◆ **To-do list**
A - Decide whether each statement agrees with the forum thread on Cruze lift points. Answer yes or no for each and quote the deciding words of the thread.
(i) dhpnet made three of the metal and wood pieces.
(ii) dhpnet came up with the idea of making the jack pads.
(iii) thebac lifts the rear of the car using the pad under the coil springs.
B - Answer these questions from the forum thread on Cruze lift points:
(i) Besides the rubber pads, what else did dhpnet try under the jack?
(ii) Which point does thebac use to lift the front?
(iii) According to dhpnet, what kind of shop can cut the metal for the pads?
C - Transcribe the stretch of the forum thread on Cruze lift points from "## thebac (Jul" through "hang loose, though.".

### Document excerpt ###

# Where are the lift points on a 2012 Cruze?



## Blasirl (Mar 31, 2015)

FireFox31 said:


> Hello, where are the lift points on a 2012 Cruze? Specifically, what are the four corner points I would put the ends of an automotive lift like the dealership has? Also, where are the front and rear center points where I could lift one end with a floor jack?
> 
> I want to be sure I'm lifting this car safely. Any pictures you could provide would be really helpful. Thanks.


Look Here


----------



## dhpnet (Mar 2, 2014)

^^ The link Blasirl provided show photos of the correct jacking locations. 

Also, look at the beginning of that thread linked above. I created 3 of the metal and wood pieces posted in that thread and they work great. I never felt completely confident jacking my Cruze until I created those. Now it feels very safe and stable when I lift it.


----------



## Blasirl (Mar 31, 2015)

I forgot about mentioning those, sorry....:redface:

If you're not as handy as @dhpnet, you could go with these, although I think his would be a bit more stable.


----------



## dhpnet (Mar 2, 2014)

Blasirl said:


> I forgot about mentioning those, sorry....:redface:
> 
> If you're not as handy as @*dhpnet*, you could go with these, although I think his would be a bit more stable.


I wish I could take credit for the idea of making those jack pads, but that belongs to @swedgemon The rubber pads work. I have the same ones you posted, but I never felt completely confident climbing under the car with those. I also tried hockey pucks, but they didn't cover the weld seam as much, and I was always concerned they would break. The metal and wood pads are almost like the old days when you could just put the jack directly on the frame. 

They weren't very hard to make. There are a lot of metal shops that can cut the metal for you. You could also probably find a wood shop that could cut the wood for you. Then you would just need to glue it.


----------



## thebac (Jul 29, 2017)

I use the rear bushing mount of the lower control arms to lift the front, and the pad under the coil springs to lift the rear. 

That probably wouldnt help much if you were trying to let the suspension hang loose, though.


----------

### Entries shown ###

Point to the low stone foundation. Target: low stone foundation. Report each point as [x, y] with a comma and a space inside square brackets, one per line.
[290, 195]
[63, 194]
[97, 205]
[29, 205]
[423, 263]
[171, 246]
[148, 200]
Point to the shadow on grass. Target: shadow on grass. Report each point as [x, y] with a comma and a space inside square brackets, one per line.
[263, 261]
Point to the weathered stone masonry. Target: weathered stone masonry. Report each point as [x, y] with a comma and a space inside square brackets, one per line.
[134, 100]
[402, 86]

###
### Entries shown ###

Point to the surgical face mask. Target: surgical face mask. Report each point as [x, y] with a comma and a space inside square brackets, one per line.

###

◆ **Final answers**
A -
(i) Yes: "I created 3 of the metal and wood pieces posted in that thread"
(ii) No: "I wish I could take credit for the idea of making those jack pads, but that belongs to @swedgemon"
(iii) Yes: "the pad under the coil springs to lift the rear"

B -
(i) Hockey pucks.
(ii) The rear bushing mount of the lower control arms.
(iii) A metal shop.

C -
## thebac (Jul 29, 2017)

I use the rear bushing mount of the lower control arms to lift the front, and the pad under the coil springs to lift the rear. 

That probably wouldnt help much if you were trying to let the suspension hang loose, though.